══ MATERIAL TO PROCESS

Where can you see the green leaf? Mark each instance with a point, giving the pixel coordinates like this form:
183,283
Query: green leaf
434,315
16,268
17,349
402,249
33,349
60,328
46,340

════

Return the entries above in full and exactly as written.

## SOLUTION:
Where can you see the green leaf? Mark each instance with a point, giving the pixel coordinates like this form:
183,283
Query: green leaf
434,315
16,268
17,349
402,249
33,349
60,328
46,340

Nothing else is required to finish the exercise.